* _TASK REQUIREMENTS_
Swap "soldier in camouflage uniform" for "soldier in combat fatigues" in the lines from the first one through the line with "53 383 L 51", and give those lines again with nothing else changed.

* _Stored dataset items_
[START]

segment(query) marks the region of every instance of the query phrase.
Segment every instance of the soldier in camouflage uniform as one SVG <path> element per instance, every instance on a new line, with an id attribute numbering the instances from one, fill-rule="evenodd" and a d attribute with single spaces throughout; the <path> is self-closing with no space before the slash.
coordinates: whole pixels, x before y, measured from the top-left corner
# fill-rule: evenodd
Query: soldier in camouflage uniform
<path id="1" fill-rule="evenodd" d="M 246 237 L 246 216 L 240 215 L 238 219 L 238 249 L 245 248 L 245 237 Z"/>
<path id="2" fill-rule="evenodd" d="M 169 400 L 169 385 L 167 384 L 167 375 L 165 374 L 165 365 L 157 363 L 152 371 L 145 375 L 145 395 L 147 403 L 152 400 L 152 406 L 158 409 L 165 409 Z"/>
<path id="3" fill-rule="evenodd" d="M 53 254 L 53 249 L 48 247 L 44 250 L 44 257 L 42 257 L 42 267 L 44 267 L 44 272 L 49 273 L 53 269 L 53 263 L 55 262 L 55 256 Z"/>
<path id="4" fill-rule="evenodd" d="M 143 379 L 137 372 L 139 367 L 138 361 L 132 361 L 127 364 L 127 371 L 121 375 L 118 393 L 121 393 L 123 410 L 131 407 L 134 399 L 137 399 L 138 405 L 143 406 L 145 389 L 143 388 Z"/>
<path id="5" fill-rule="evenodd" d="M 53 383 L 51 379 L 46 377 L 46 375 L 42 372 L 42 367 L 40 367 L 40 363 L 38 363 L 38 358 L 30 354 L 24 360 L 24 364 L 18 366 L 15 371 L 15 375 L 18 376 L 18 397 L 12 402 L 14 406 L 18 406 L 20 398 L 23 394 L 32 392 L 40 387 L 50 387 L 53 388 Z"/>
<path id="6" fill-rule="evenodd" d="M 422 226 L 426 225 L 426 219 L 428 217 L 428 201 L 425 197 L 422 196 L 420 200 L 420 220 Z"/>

[END]

* _FINISHED TASK_
segment(query) marks the region of every instance of the query phrase.
Segment every instance of the soldier in combat fatigues as one SVG <path> element per instance, every instance on a new line, with an id attribute numbering the instances from one, fill-rule="evenodd" and a d attribute with single spaces throughout; the <path> is self-closing with no space before the slash.
coordinates: whole pixels, x before y, measured from the top-left corner
# fill-rule: evenodd
Query: soldier in combat fatigues
<path id="1" fill-rule="evenodd" d="M 246 237 L 246 216 L 240 215 L 238 219 L 238 249 L 245 248 L 245 237 Z"/>
<path id="2" fill-rule="evenodd" d="M 169 400 L 169 385 L 167 384 L 167 375 L 165 374 L 165 365 L 157 363 L 152 371 L 145 375 L 145 395 L 147 403 L 152 400 L 152 406 L 158 409 L 165 409 Z"/>
<path id="3" fill-rule="evenodd" d="M 53 254 L 53 249 L 48 247 L 44 250 L 44 257 L 42 257 L 42 267 L 44 267 L 44 272 L 49 273 L 53 269 L 53 263 L 55 262 L 55 256 Z"/>
<path id="4" fill-rule="evenodd" d="M 143 379 L 137 372 L 139 367 L 138 361 L 132 361 L 127 364 L 127 371 L 121 375 L 118 393 L 121 393 L 123 410 L 131 407 L 134 399 L 137 399 L 138 405 L 143 406 L 145 389 L 143 388 Z"/>
<path id="5" fill-rule="evenodd" d="M 53 383 L 51 379 L 46 377 L 46 375 L 42 372 L 42 367 L 40 367 L 40 363 L 38 363 L 38 358 L 30 354 L 24 360 L 24 364 L 18 366 L 15 371 L 15 375 L 18 376 L 18 397 L 12 402 L 14 406 L 18 406 L 20 398 L 23 394 L 32 392 L 40 387 L 50 387 L 53 388 Z"/>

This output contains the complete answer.